Return, character for character, the lines from the one bearing "building with slate" through the end of the material. Omit everything before that line.

-- Data to process follows --

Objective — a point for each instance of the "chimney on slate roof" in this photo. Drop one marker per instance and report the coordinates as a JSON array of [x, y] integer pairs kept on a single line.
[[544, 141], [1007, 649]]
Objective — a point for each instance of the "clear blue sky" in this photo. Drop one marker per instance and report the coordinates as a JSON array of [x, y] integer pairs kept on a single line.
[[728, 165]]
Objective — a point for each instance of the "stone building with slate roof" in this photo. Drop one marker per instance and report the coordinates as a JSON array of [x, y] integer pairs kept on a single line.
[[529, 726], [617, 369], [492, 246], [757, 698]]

-- Data to process concluded --

▶ **Answer area**:
Objective — a point for each instance of the "stone building with slate roof" in this photo. Drop one marker per instance and report the coordinates as a JSON array of [x, y] integer pairs kept on a single line.
[[529, 726], [617, 369], [492, 246], [757, 698]]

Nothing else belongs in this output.